▶ _Problem description_
After finding the line that includes "Where can the white trim" in the records below, transcribe it and each line after it through the last, exactly, and add nothing.

----- Data to use -----

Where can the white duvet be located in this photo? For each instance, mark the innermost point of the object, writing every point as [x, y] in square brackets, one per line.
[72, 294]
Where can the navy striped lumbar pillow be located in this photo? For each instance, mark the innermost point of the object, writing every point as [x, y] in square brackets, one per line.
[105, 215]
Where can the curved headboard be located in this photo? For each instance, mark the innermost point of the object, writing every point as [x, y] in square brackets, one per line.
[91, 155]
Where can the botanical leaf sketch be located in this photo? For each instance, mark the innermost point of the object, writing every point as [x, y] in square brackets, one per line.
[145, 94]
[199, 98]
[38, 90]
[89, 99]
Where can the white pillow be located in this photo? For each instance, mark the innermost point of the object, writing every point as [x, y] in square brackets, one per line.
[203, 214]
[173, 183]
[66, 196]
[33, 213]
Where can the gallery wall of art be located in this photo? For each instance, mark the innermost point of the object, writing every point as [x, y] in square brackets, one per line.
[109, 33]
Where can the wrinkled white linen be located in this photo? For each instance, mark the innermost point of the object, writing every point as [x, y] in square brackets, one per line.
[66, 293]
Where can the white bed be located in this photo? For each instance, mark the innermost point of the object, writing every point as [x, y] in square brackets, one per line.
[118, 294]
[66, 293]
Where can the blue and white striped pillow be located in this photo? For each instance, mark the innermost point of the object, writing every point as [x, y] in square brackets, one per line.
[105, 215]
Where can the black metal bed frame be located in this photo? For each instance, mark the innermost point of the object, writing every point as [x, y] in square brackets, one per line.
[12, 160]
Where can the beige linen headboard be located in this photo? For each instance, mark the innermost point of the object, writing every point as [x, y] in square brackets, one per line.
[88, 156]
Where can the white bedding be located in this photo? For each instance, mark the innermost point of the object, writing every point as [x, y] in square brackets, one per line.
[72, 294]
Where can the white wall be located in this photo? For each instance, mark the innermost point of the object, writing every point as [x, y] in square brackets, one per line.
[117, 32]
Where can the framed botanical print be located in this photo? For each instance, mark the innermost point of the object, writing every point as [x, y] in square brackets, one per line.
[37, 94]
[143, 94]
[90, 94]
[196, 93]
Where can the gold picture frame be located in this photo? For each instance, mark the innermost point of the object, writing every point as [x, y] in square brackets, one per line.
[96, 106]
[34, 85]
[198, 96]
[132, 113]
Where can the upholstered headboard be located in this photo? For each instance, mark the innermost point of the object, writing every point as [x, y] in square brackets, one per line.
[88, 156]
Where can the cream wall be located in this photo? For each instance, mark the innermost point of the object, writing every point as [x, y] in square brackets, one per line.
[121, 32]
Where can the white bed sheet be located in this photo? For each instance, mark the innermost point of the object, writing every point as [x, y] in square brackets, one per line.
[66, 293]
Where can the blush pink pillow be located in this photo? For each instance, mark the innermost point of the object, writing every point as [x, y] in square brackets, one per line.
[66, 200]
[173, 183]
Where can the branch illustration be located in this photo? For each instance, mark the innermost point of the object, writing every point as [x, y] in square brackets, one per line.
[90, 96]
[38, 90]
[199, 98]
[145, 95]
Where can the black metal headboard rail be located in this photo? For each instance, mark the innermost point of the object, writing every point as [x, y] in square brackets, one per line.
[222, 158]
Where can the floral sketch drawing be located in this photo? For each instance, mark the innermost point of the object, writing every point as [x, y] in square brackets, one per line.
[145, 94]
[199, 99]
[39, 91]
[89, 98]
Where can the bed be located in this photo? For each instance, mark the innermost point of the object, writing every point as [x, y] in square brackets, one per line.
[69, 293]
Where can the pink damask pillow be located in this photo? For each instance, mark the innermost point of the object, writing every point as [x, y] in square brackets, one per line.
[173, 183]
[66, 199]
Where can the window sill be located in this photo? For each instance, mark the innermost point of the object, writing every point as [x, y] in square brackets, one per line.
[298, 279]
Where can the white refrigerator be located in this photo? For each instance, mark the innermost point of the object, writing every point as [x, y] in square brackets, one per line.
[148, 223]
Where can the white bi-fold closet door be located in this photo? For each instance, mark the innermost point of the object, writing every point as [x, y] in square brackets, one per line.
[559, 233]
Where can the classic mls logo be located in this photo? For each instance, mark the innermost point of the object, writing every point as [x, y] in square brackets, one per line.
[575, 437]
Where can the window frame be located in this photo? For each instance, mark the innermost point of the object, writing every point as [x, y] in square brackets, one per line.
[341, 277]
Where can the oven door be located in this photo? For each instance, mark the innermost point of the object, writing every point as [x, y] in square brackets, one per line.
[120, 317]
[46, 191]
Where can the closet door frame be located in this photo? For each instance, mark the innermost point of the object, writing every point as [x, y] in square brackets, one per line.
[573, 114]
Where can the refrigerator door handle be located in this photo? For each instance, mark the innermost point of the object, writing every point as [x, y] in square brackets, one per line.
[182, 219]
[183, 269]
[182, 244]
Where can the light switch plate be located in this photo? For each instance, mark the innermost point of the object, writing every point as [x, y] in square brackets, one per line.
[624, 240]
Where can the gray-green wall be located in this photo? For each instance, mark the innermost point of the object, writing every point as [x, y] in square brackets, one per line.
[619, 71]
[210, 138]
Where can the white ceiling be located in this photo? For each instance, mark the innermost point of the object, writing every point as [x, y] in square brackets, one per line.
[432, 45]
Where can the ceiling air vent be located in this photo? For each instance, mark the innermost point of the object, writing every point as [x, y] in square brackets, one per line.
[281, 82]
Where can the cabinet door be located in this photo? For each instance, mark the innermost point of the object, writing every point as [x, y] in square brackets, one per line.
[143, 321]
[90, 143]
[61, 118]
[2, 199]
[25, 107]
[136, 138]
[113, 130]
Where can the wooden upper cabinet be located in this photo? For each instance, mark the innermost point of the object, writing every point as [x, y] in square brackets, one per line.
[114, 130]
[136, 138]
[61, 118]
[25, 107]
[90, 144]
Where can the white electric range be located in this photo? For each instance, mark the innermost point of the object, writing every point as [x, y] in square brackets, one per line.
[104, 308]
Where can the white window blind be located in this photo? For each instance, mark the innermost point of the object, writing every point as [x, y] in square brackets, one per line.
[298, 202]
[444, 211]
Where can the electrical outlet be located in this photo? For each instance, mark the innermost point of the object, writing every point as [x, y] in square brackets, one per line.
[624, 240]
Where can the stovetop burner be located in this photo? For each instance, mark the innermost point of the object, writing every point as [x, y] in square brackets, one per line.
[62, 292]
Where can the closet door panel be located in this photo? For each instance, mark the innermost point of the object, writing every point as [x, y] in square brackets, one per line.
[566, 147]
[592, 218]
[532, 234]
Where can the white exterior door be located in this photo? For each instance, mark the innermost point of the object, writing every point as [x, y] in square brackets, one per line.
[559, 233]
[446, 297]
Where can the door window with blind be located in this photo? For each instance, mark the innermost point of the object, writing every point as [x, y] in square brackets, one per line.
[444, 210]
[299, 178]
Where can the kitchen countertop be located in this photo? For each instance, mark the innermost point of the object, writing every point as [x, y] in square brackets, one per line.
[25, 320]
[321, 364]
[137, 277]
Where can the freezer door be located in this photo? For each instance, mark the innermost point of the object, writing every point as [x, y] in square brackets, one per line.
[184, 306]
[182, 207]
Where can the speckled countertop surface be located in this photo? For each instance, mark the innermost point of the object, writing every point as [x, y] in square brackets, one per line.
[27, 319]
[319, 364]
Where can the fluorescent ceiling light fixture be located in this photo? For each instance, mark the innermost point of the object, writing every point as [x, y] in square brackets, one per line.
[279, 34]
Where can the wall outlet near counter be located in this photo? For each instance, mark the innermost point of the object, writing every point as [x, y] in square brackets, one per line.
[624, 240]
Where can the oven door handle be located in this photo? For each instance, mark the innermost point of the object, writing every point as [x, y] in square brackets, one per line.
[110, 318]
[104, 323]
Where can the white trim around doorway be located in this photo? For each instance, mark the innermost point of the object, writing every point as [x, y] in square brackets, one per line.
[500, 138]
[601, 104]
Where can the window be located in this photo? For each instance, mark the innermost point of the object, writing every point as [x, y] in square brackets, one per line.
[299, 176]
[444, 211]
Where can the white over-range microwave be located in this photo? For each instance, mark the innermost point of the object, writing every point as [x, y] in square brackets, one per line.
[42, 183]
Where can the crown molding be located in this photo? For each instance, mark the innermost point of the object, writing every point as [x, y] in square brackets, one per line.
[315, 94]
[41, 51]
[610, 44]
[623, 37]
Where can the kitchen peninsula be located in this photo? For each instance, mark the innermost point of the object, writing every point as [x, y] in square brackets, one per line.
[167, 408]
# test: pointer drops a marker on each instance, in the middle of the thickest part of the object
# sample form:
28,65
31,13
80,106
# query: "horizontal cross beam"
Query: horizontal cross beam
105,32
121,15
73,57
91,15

-----

▶ _Response to this task_
Where can the white trim around doorway be located in this photo? For each instance, mark the innermost point of the object, writing every point as [x, y] in square brackets, one per line.
[500, 138]
[601, 104]
Where can the window be located in this photo? For each instance, mark the innermost point of the object, writing every point as [x, y] in square brackets, one per line.
[299, 176]
[444, 211]
Where can the white over-range microwave be located in this photo? For each instance, mark the innermost point of the object, writing every point as [x, y] in square brackets, one per line.
[42, 183]
Where can the crown molding be located in this photo? For each instance, mark the innermost point of the object, writing every point as [x, y] in square brackets, one per line.
[315, 94]
[41, 51]
[610, 44]
[623, 37]
Where can the kitchen peninsula be located in this photo? For each instance, mark the innermost point of the object, writing every point as [x, y] in square brackets, one per line.
[167, 408]
# test: pointer drops a marker on each instance, in the middle of the thickest part of the object
# sample form:
28,65
31,13
80,106
# query: "horizontal cross beam"
Query: horizontal cross beam
105,32
121,15
73,57
91,15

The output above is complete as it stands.